### Directions
Report each line of the material below that contains the string "walkway". Copy every such line in full.
── Data provided
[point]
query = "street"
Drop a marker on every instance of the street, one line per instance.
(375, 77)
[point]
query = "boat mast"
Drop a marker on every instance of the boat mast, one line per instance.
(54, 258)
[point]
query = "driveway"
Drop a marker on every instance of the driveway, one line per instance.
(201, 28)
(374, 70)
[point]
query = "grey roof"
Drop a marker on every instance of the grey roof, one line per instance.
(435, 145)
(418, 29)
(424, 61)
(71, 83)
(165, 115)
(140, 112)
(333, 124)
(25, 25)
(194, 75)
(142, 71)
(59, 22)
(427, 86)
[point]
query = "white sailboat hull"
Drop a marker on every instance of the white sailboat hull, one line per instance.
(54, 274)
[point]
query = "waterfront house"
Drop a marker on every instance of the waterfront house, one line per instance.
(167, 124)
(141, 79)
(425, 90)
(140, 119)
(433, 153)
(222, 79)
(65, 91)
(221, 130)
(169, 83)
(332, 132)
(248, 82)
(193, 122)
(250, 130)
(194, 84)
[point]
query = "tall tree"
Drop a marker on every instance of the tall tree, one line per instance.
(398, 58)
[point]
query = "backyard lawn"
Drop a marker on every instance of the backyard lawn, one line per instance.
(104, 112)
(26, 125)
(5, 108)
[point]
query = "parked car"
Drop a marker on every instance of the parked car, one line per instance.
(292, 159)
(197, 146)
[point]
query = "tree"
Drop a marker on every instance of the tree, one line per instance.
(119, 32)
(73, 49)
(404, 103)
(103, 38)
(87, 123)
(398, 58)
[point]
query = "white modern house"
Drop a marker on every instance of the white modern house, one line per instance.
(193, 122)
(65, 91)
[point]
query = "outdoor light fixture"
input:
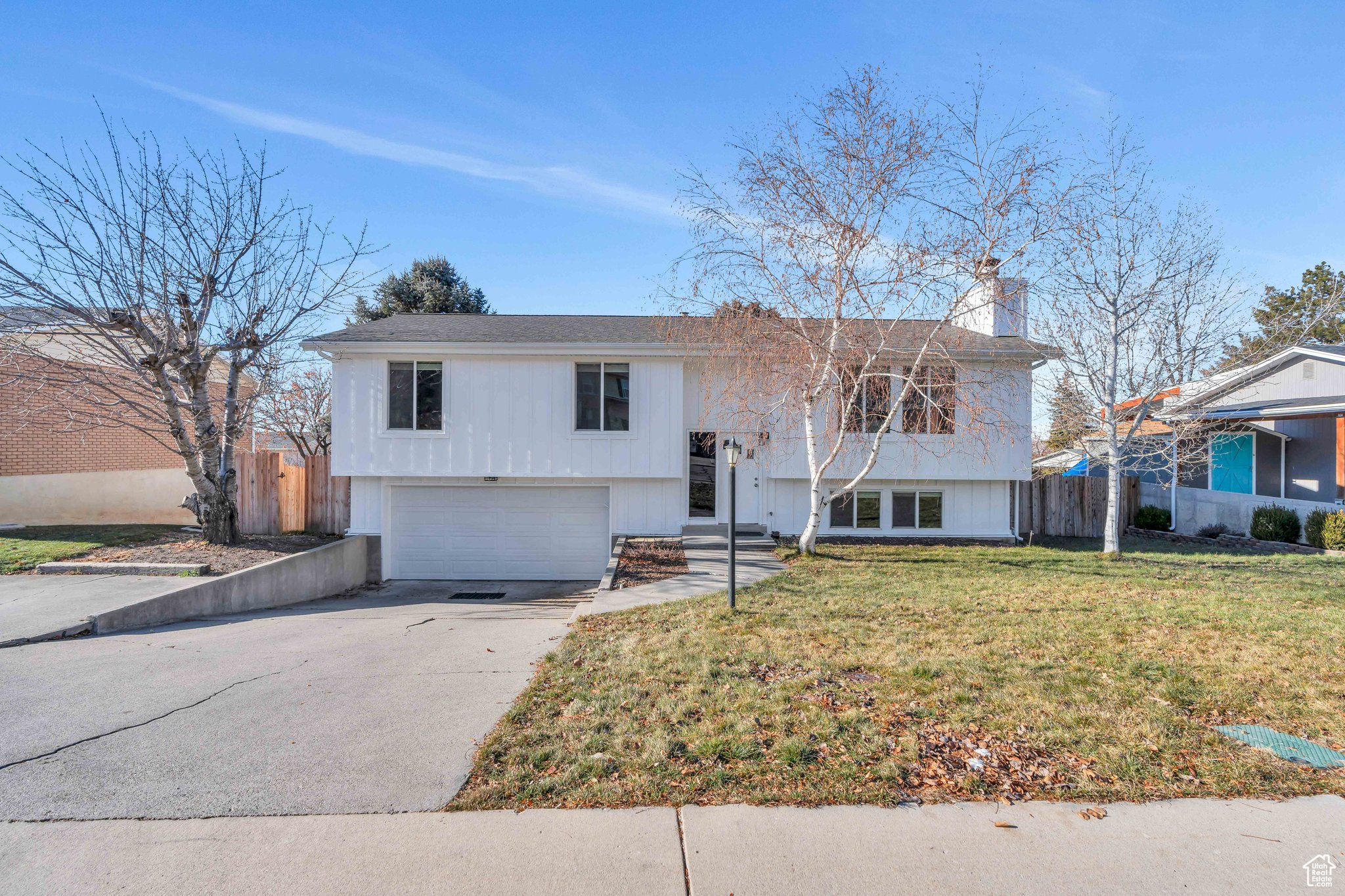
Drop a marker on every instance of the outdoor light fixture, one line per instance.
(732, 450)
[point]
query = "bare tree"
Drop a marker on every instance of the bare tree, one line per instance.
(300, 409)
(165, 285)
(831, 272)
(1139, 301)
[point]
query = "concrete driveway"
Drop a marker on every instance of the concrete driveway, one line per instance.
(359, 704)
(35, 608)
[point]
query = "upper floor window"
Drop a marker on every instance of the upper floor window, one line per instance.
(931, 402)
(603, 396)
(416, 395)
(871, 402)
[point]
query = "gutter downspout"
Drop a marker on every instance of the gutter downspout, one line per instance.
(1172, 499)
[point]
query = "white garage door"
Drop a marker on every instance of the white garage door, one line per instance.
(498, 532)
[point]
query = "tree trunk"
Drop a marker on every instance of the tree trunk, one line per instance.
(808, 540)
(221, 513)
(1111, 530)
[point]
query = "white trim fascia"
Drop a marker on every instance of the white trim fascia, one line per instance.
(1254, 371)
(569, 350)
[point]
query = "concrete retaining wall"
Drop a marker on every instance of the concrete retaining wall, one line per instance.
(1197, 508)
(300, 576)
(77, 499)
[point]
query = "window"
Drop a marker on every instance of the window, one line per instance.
────
── Data provided
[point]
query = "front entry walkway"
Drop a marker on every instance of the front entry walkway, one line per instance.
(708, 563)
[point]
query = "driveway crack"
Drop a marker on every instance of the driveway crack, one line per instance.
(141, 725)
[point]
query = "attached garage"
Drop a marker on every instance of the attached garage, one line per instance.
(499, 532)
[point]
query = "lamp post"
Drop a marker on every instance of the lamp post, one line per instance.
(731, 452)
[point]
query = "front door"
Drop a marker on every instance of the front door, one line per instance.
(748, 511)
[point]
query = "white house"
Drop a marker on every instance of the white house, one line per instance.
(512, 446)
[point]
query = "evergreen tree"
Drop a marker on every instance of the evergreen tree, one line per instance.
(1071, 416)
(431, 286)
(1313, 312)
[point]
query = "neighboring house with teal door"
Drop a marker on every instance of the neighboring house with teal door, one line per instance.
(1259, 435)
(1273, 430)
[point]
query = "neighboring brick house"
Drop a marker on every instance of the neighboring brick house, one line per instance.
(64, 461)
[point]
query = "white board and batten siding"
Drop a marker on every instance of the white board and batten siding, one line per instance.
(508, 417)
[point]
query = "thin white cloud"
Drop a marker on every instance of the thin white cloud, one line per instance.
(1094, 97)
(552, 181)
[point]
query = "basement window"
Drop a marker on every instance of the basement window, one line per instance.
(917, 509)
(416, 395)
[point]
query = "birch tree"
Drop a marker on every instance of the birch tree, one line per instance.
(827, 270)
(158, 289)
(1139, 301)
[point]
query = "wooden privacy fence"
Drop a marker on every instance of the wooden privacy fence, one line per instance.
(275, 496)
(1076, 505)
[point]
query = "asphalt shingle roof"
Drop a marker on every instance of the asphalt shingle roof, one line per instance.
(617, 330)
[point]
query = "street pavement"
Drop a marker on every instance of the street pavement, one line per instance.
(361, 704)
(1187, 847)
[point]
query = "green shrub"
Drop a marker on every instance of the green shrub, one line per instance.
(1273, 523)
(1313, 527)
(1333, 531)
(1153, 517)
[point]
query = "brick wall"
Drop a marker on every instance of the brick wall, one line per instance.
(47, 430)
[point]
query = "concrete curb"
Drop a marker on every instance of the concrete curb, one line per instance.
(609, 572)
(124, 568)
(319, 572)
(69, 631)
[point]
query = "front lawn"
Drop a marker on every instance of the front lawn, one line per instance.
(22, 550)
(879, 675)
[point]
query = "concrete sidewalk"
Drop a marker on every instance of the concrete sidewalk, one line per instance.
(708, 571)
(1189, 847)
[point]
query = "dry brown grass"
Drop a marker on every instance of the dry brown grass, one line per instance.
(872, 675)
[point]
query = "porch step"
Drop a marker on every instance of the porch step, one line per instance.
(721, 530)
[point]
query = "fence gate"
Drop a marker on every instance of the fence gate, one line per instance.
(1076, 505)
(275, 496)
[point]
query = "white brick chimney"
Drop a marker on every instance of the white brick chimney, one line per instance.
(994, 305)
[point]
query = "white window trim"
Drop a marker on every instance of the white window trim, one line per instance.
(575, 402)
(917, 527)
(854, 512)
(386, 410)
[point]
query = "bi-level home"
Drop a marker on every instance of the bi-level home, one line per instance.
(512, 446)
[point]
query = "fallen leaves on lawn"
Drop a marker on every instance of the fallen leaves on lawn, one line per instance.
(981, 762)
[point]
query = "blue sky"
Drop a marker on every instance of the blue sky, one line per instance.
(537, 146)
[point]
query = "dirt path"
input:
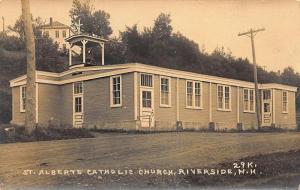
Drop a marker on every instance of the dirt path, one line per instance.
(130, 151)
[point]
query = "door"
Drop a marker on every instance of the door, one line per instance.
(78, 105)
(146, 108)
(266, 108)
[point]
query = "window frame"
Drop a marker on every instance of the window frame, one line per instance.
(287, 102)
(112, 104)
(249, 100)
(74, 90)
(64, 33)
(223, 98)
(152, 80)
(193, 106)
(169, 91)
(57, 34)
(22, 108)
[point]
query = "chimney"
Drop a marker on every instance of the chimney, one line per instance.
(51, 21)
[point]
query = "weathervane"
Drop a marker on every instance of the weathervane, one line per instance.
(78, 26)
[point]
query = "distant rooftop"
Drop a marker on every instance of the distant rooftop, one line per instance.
────
### Result for this exercise
query = "front entry walkway"
Drop a marker on every instance of the front entry walkway, one line per instance.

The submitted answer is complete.